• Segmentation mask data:

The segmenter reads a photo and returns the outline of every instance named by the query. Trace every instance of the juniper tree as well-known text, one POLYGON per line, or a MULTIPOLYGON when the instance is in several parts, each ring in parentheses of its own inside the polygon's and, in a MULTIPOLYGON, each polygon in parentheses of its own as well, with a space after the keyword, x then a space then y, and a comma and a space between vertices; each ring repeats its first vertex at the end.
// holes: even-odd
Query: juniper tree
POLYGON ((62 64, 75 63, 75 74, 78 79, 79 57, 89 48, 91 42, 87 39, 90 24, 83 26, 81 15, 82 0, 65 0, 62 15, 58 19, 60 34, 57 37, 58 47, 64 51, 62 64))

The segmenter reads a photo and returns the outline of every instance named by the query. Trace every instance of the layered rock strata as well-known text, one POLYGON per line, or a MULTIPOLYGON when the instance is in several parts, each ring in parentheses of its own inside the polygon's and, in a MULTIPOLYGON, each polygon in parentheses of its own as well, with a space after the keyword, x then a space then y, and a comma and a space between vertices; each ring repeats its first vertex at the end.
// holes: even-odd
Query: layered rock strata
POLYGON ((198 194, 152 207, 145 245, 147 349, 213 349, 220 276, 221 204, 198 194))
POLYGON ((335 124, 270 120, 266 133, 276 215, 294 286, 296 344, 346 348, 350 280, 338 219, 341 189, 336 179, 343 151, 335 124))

• Task objective:
The data must be given again in full, exactly as written.

• Answer to this task:
The segmenter reads a photo and returns the outline of every instance named by the query. Trace every instance of the juniper tree as well-known text, one POLYGON per line, or a MULTIPOLYGON when the instance is in several parts, each ring in parentheses of its own inside the polygon's and, in a MULTIPOLYGON, each polygon in parentheses of its own as well, with a space after the keyword, x then a space then y, and a comma and a space between vertices; each ring repeats its first vertex at the end.
// holes: even-odd
Query: juniper tree
POLYGON ((62 64, 75 63, 75 74, 78 79, 79 57, 89 48, 91 42, 87 39, 90 24, 83 26, 81 15, 82 0, 65 0, 62 15, 58 19, 60 34, 57 37, 58 47, 64 51, 62 64))

The segmenter reads a photo and returns the outline of every instance named by the query. Trace every instance of the layered rock strata as well-known text, one POLYGON per line, or a MULTIPOLYGON when the instance is in several parts, each ring in parentheses of its own inside the polygon's and, in a MULTIPOLYGON, each polygon in parentheses of its own as well, with a space after the keyword, x then a space then y, and a comma and a space between vertices; each ring repeats its first vertex at the end.
// holes: even-odd
Query: layered rock strata
POLYGON ((198 194, 152 207, 145 245, 147 349, 213 349, 220 276, 221 204, 198 194))
POLYGON ((335 124, 270 120, 266 133, 276 215, 294 286, 296 344, 346 348, 350 280, 338 219, 341 189, 336 179, 343 151, 335 124))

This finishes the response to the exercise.